• _WHAT YOU HAVE TO DO_: Transcribe the stretch of the optimization notes from "Implemented Optimizations" through "(type, confidence, created_at)", keeping every word and mark unchanged.

Implemented Optimizations

  1. Database:

    • WAL mode for concurrent reads/writes
    • Foreign key constraints for integrity
    • Composite indexes on (type, confidence, created_at)
    • JSON extraction indexes for domain filtering

  2. Queries:

    • Prepared statements for all operations
    • Singleton database connection
    • Materialized views for common aggregations

  3. Configuration:

    • Singleton pattern with caching
    • Environment variable overrides

  4. Embeddings:

    • Binary BLOB storage (not base64)
    • Float32Array for memory efficiency
    • Normalized vectors for faster similarity

Potential Future Optimizations

  1. Caching:

    • In-memory LRU cache for frequently accessed memories
    • Embedding cache with TTL (currently in config, not implemented)

  2. Indexing:

    • Vector index (FAISS, Annoy) for approximate nearest neighbor
    • Would reduce retrieval from O(n) to O(log n)

  3. Sharding:

    • Multi-database setup for > 1M memories
    • Domain-based sharding strategy

  4. Async Operations:

    • Background embedding generation
    • Async consolidation without blocking main thread

📉 Performance Bottlenecks

Identified Bottlenecks

  1. Retrieval without Filtering (24ms for 2,431 memories)

    • Cause: Full table scan with JOIN on all memories
    • Impact: Acceptable for < 10K memories, problematic beyond
    • Mitigation: Always use domain/agent filters when possible
    • Future Fix: Vector index (FAISS) for approximate search

  2. Embedding Deserialization (included in retrieval time)

• _PROVIDED DATA_:
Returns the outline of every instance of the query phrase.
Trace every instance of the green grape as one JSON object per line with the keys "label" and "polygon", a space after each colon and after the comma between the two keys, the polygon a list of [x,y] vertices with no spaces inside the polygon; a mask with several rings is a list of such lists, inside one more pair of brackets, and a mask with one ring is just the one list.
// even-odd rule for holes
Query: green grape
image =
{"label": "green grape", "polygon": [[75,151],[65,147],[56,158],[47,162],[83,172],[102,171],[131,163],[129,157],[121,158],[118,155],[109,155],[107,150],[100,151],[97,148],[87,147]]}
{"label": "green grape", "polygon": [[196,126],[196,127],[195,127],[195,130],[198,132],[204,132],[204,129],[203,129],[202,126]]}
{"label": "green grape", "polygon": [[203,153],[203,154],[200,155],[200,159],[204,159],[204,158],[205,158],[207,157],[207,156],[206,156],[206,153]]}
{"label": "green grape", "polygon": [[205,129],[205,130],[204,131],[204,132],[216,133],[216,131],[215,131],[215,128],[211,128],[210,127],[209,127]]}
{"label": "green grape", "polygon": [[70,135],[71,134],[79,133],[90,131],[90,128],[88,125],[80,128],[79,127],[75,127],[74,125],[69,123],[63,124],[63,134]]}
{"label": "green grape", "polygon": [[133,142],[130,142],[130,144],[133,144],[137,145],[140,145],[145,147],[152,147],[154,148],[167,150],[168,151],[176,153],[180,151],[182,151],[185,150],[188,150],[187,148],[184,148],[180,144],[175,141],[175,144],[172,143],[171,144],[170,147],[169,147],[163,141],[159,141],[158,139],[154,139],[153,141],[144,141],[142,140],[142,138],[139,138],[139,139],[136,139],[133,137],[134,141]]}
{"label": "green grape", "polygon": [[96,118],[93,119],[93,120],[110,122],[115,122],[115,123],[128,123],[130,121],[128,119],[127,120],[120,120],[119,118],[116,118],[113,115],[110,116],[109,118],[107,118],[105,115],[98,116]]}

• _ANSWER TO THIS PROBLEM_:
Implemented Optimizations

  1. Database:

    • WAL mode for concurrent reads/writes
    • Foreign key constraints for integrity
    • Composite indexes on (type, confidence, created_at)